Testo =>
Intervista a Riccardo Muti

Riccardo Muti annuncia l’addio a Chicago. E dice: «Mi rivedrete alla Scala, teatro fondamentale della mia vita».
Quando si dice la Nona, non c’è bisogno di aggiungere l’autore. La Nona «è» Beethoven. E Vienna, così gelosa dei suoi tesori, dà a un italiano la bacchetta dell’anniversario. Dietro ogni città di cui via via Riccardo Muti parla, c’è tanta musica, tanti pensieri, ricordi, progetti. Il più immediato è il 23 giugno: dopo tredici anni, e oltre 500 concerti, conclude il cerchio come direttore musicale della CSO, Chicago Symphony Orchestra. Ma si aprirà un ciclo di tre tappe molto importanti: il ritorno all’opera, alla Scala (in tour con la CSO). E soprattutto, tra un anno, il 7 maggio, il concerto con i Wiener Philharmoniker per i 200 anni della Nona Sinfonia di Beethoven, la cui prima esecuzione avvenne a Vienna.
Cominciamo da qui.

Sezione dati =>

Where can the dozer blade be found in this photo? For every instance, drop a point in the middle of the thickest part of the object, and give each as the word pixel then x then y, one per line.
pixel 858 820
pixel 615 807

Consegna => Ripeti per intero il testo sull'intervista a Riccardo Muti, senza cambiare nulla. Per rispondere ci si basa soltanto sul testo.

Soluzione =>
Intervista a Riccardo Muti

Riccardo Muti annuncia l’addio a Chicago. E dice: «Mi rivedrete alla Scala, teatro fondamentale della mia vita».
Quando si dice la Nona, non c’è bisogno di aggiungere l’autore. La Nona «è» Beethoven. E Vienna, così gelosa dei suoi tesori, dà a un italiano la bacchetta dell’anniversario. Dietro ogni città di cui via via Riccardo Muti parla, c’è tanta musica, tanti pensieri, ricordi, progetti. Il più immediato è il 23 giugno: dopo tredici anni, e oltre 500 concerti, conclude il cerchio come direttore musicale della CSO, Chicago Symphony Orchestra. Ma si aprirà un ciclo di tre tappe molto importanti: il ritorno all’opera, alla Scala (in tour con la CSO). E soprattutto, tra un anno, il 7 maggio, il concerto con i Wiener Philharmoniker per i 200 anni della Nona Sinfonia di Beethoven, la cui prima esecuzione avvenne a Vienna.
Cominciamo da qui.